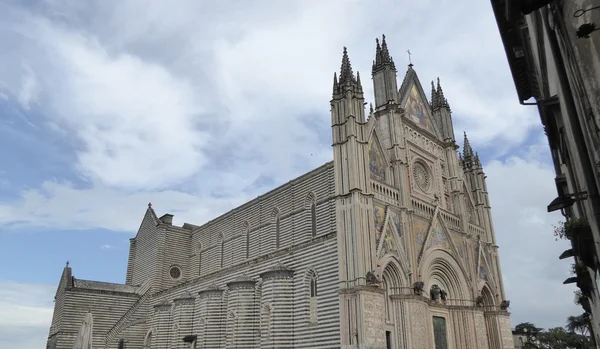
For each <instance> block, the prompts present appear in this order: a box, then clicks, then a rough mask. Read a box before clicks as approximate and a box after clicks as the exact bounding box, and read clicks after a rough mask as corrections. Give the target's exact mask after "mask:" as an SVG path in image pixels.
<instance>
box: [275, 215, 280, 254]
mask: <svg viewBox="0 0 600 349" xmlns="http://www.w3.org/2000/svg"><path fill="white" fill-rule="evenodd" d="M280 228H281V224H280V219H279V215H277V217H275V248H279V246H280V242H281V241H280V233H281V231H280Z"/></svg>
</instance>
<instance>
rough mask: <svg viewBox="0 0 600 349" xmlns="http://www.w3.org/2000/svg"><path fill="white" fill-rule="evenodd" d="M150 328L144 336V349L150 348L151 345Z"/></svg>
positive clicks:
########################################
Task brief: Search the listing above for lines containing "clicks", and copy them.

Completed exercise:
For each <instance> block, the prompts present appear in this order: a box, then clicks, then a rough mask. Read a box before clicks as approximate and a box after clicks as the exact bounding box, and read clicks after a rough mask as corrections. Give the target's exact mask after "mask:" as an SVG path in image pixels.
positive clicks:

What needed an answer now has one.